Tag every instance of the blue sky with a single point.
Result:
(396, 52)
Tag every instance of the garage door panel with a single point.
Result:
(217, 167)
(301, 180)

Exercise: Your task is to output the full set of records exactly as presented.

Answer for this exercise:
Tag every instance of the blue sky with a single point.
Result:
(396, 52)
Tag every instance of the garage door panel with a single point.
Result:
(217, 167)
(301, 180)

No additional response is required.